Excerpt provided:
——
Article 41: Once the Finance Department has received the materials concerning the transfer of shares of the listed company directly by way of an agreement submitted by the Transferor, it shall carefully examine the same and determine whether to approve the matters relating to the transfer by way of an agreement, and give its response within 15 working days.

Within two days after receipt of the opinions issued by the Finance Department, the Transferor shall inform the listed company thereof in writing and the listed company shall publicly disclose in accordance with the law information on the intent of the holder of the state-owned shares to transfer shares of the listed company directly by way of an agreement.

Article 42: Information on the transfer of shares of the listed company by the Transferor directly by way of an agreement shall include the following:

(1) the number of shares to be transferred, the name of the listed company involved and its basic particulars;

(2) the qualification conditions that the Transferee is required to satisfy;

(3) the deadline for the submission of the acquisition application by the Transferee; and

(4) the approval opinions of the Finance Department and relevant departments.
——
Information supplied:

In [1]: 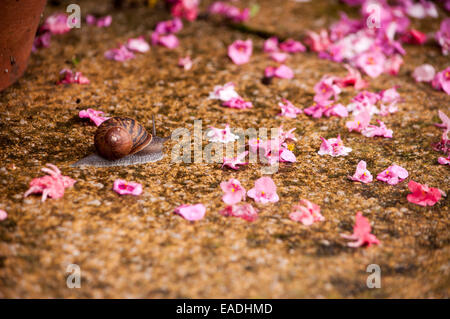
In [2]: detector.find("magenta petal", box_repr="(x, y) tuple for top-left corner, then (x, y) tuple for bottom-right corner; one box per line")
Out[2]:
(113, 179), (142, 196)
(175, 204), (206, 221)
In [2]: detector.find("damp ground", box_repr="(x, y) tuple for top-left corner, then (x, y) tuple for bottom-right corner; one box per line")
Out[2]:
(0, 0), (450, 298)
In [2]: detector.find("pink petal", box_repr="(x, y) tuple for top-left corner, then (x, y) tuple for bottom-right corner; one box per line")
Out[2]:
(175, 204), (206, 221)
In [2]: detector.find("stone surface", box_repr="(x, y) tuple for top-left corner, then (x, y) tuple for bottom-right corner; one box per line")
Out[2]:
(0, 0), (450, 298)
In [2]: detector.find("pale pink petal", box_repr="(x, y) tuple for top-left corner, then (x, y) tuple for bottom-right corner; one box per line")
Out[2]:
(175, 204), (206, 221)
(113, 179), (142, 196)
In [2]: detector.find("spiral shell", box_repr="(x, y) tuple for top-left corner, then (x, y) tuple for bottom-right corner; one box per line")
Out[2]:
(94, 117), (152, 160)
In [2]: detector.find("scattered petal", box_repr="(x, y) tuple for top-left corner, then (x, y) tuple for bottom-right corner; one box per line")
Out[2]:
(280, 39), (306, 53)
(289, 199), (325, 226)
(222, 97), (253, 109)
(348, 161), (373, 184)
(126, 36), (150, 53)
(228, 40), (253, 65)
(220, 204), (258, 222)
(105, 45), (134, 62)
(209, 82), (240, 102)
(178, 56), (192, 71)
(0, 209), (8, 222)
(113, 179), (142, 196)
(361, 120), (393, 138)
(220, 178), (246, 205)
(24, 164), (76, 202)
(278, 99), (303, 118)
(431, 66), (450, 95)
(206, 124), (239, 143)
(318, 135), (352, 157)
(155, 18), (183, 34)
(247, 177), (280, 204)
(175, 204), (206, 221)
(56, 69), (89, 84)
(78, 109), (109, 126)
(406, 180), (441, 206)
(377, 164), (408, 185)
(222, 151), (248, 170)
(341, 212), (380, 248)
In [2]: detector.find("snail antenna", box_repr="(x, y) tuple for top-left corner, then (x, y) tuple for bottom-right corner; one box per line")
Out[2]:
(152, 114), (156, 136)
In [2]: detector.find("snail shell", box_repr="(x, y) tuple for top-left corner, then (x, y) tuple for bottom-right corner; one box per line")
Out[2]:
(94, 117), (153, 160)
(72, 116), (169, 167)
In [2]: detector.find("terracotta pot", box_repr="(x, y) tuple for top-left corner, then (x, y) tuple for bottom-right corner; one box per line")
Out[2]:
(0, 0), (45, 91)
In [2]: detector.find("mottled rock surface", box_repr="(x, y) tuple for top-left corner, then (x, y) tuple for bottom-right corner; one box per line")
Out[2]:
(0, 0), (450, 298)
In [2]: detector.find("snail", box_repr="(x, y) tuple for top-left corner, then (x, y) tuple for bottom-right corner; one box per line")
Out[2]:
(72, 117), (168, 167)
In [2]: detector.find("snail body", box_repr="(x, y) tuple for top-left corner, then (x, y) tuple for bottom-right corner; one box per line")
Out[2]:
(73, 117), (167, 167)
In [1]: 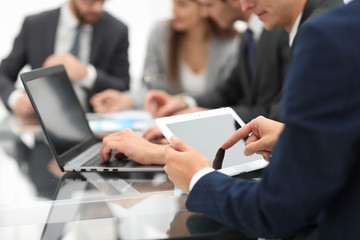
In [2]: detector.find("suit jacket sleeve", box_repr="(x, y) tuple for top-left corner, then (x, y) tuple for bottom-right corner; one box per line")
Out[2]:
(187, 14), (360, 239)
(0, 18), (28, 108)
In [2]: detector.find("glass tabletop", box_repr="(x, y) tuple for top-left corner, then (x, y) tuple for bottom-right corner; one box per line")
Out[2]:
(0, 117), (253, 240)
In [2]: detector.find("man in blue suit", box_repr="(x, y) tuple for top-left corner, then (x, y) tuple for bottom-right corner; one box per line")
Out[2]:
——
Tasks and exercises:
a: Using the share-transfer rules, decide whether each statement agrees with them. Answer yes or no and quote the words that decide it. (i) The Finance Department must give its response within 15 working days. (ii) The Transferee must inform the listed company in writing of the Finance Department's opinions. (iii) The Transferor has five days to inform the listed company after receiving the Finance Department's opinions.
b: List every item that the share-transfer rules say the information on a transfer by agreement must include.
c: Resume the share-transfer rules after their final line.
The material above is separate from the share-transfer rules and is not part of them.

Task results:
a:
(i) Yes: "give its response within 15 working days."
(ii) No: "the Transferor shall inform the listed company thereof in writing."
(iii) No: "Within two days after receipt of the opinions issued by the Finance Department."

b:
1. The number of shares to be transferred, the name of the listed company involved and its basic particulars
2. The qualification conditions that the Transferee is required to satisfy
3. The deadline for the submission of the acquisition application by the Transferee
4. The approval opinions of the Finance Department and relevant departments

c:
Article 43: Subject to approval by the Finance Department, the Transferor may be exempted from disclosing information on the transfer of shares of the listed company by way of an agreement if:

(1) the industry or sector is a key industry or sector of the national economy and such industry or sector has special requirements in respect of a Transferee;

(2) the Transferor, as a state-owned controlling shareholder, is carrying out the transfer by agreement within the holding company or group enterprise in order to integrate state-owned assets or carry out an asset reorganisation;

(3) the listed company has made losses for two years in succession, there is a risk of its withdrawal from the market or it is facing a severe financial crisis and the Transferee has put forward a major asset reorganisation plan and a specific timetable; or

(4) the listed company is conducting a share buyback that involves shares held by the Transferor.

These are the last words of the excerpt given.